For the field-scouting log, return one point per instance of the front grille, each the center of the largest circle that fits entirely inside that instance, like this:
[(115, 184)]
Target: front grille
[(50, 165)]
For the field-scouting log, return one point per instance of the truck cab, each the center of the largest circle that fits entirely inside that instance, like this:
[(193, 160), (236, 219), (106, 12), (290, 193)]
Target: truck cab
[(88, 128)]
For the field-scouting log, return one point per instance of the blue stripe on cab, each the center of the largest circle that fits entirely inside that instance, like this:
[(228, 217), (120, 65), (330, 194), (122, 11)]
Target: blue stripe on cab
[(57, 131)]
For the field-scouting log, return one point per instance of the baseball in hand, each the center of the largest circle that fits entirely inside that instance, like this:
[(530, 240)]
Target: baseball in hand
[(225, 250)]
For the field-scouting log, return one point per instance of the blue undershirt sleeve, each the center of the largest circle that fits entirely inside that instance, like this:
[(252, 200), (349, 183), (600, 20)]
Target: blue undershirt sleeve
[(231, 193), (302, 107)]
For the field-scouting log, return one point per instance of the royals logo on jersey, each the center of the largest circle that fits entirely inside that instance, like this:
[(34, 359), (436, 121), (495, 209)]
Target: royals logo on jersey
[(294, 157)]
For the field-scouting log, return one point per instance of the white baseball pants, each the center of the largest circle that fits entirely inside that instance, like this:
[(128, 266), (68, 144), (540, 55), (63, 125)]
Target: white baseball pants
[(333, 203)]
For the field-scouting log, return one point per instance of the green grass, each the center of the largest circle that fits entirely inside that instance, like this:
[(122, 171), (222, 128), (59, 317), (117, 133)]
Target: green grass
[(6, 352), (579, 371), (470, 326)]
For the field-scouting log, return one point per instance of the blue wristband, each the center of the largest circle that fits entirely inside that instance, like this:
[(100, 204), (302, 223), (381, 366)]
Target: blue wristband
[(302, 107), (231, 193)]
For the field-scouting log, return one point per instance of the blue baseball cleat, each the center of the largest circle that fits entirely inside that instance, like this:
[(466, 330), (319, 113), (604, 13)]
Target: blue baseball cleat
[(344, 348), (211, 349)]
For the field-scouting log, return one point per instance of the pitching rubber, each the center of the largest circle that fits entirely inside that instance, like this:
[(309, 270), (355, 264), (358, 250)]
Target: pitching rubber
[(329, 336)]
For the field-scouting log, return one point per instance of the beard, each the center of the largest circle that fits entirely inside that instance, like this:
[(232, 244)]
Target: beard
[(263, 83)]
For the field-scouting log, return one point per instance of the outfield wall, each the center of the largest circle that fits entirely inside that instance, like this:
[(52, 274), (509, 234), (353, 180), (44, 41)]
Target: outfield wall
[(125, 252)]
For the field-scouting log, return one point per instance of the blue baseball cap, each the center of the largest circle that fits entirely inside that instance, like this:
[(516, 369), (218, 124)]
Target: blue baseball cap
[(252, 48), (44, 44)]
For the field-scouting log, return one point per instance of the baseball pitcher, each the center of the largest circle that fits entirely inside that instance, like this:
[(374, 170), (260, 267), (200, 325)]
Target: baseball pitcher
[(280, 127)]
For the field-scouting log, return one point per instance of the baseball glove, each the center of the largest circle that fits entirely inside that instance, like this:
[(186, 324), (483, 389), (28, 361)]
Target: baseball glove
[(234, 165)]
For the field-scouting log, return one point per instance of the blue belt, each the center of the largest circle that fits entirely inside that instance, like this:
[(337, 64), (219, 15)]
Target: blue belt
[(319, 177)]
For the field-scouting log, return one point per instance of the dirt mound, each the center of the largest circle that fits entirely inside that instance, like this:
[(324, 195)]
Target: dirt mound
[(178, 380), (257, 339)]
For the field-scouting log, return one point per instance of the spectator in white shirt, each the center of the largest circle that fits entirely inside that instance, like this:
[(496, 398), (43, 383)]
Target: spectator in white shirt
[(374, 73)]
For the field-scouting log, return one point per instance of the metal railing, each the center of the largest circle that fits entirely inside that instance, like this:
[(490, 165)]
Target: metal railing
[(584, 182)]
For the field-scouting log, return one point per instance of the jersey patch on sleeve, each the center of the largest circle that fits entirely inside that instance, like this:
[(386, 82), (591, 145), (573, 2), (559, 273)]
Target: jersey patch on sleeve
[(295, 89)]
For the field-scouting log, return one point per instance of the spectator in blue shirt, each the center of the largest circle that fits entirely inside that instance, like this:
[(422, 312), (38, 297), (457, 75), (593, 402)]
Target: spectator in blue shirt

● Task details: Word for word and line for line, give the material again.

● Written answer:
For the field-scouting log, return one point per instance of the front grille, each the center of the largest circle that fits entirely inside that instance, like this:
[(115, 184)]
Target: front grille
[(50, 165)]
For the field-scouting log, return one point per instance of the truck cab, each the center of the largest circle that fits entirely inside that instance, like this:
[(193, 160), (236, 219), (106, 12), (290, 193)]
Target: truck cab
[(88, 128)]
For the field-scouting log, return one point per instance of the blue stripe on cab, each the center of the largest circle that fits entirely inside that instance, like this:
[(228, 217), (120, 65), (330, 194), (122, 11)]
Target: blue stripe on cab
[(57, 131)]
For the field-scouting log, return one point per instance of the baseball in hand, each the center of the largest circle that fits entirely inside that instance, like this:
[(530, 240)]
Target: baseball in hand
[(225, 250)]
For the field-scouting log, return one point per instance of the blue undershirt sleeve, each the center of the largest circle that fits entirely inside that instance, like this:
[(252, 200), (349, 183), (600, 20)]
Target: blue undershirt sleeve
[(231, 193), (302, 107)]
For the field-scouting log, return one point per instance of the royals logo on jersey, each the center of the largest circle that fits entirely inside that instance, like this:
[(34, 359), (436, 121), (495, 209)]
Target: royals logo on jersey
[(294, 157)]
For the field-scouting log, return one point per instance of the white baseball pants, each the center of the largest circle that fits entirely inside that instance, like this:
[(128, 266), (68, 144), (540, 55), (63, 125)]
Target: white baseball pants
[(333, 203)]
For the field-scouting log, return one point per instance of the green grass, each the center of the largest circle that fits entirely inside that instance, like this:
[(122, 171), (222, 128), (59, 317), (117, 133)]
Target: green grass
[(6, 352), (579, 371), (470, 326)]
For the field-scouting log, return one point per instance of the blue wristband, each the center of the largest circle that fits entirely inside that instance, like this:
[(100, 204), (302, 223), (381, 366)]
Target: blue wristband
[(302, 107), (231, 193)]
For the field-scouting log, return one point per instance of the blue baseball cleat, each the center of the largest circle that fits entirely inside that instance, like this:
[(466, 330), (319, 113), (604, 13)]
Target: blue baseball cleat
[(344, 348), (211, 349)]
For the field-scouting log, return one point per instance of the pitching rubber, each the center of the largest circle that fits entirely inside that instance, like this:
[(309, 270), (355, 264), (358, 250)]
Target: pitching rubber
[(329, 336)]
For the field-scouting log, return one point per instance of the beard, each the center of the largest circle that fits entirely inside that instance, like this:
[(232, 244)]
Target: beard
[(263, 83)]
For the field-scouting log, return one point per instance of the outfield wall, each the center of the largest circle that fits entirely inside that instance, like this:
[(52, 274), (509, 234), (353, 180), (44, 41)]
Target: outfield wall
[(125, 252)]
For the field-scouting log, return one point per instance of the blue baseball cap, each the center of the largest circle that fits entirely inside that instance, like this:
[(516, 369), (218, 124)]
Target: blue baseball cap
[(252, 48), (44, 44)]
For the field-scouting log, return one point per instance of the baseball pitcher, each the center of the largest circle that fits entirely inside that instance, like this:
[(374, 170), (260, 267), (200, 325)]
Target: baseball pitcher
[(280, 127)]
For the field-scouting log, return one point per instance of the baseball glove, each the center of the largest circle that fits entirely inside that instance, like this:
[(186, 324), (483, 389), (28, 361)]
Target: baseball glove
[(234, 165)]
For the field-scouting log, return one point per instance of the blue belt, each the center of the largest circle that fits entirely inside that instance, like this:
[(337, 64), (219, 15)]
Target: blue belt
[(319, 177)]
For the field-scouting log, return one point per instance of the dirt mound, each the center of the largest circle that fits entirely inside that instance, like this:
[(324, 195)]
Target: dirt mound
[(178, 380), (257, 339)]
For the field-scouting log, return one point per instance of the spectator in white shirt, each the center of the largest circle that fits entirely inside that instance, like this:
[(496, 398), (43, 383)]
Target: spectator in white shirt
[(374, 73)]
For the field-scouting log, return one point per instance of the metal railing, each the center of the largest circle that fits entirely inside that instance, like this:
[(490, 165)]
Target: metal railing
[(584, 182)]
For the field-scouting log, return one point per instance of the jersey patch on sleeve, each the center of the largest circle that fits entirely inside that instance, like this:
[(386, 82), (591, 145), (573, 2), (559, 273)]
Target: jersey patch on sleeve
[(295, 89)]
For the field-scouting log, return one point per instance of the spectator in blue shirt, each the center of the largest circle that fits entirely inside that instance, like this:
[(422, 312), (38, 297), (457, 75), (593, 402)]
Target: spectator in blue shirt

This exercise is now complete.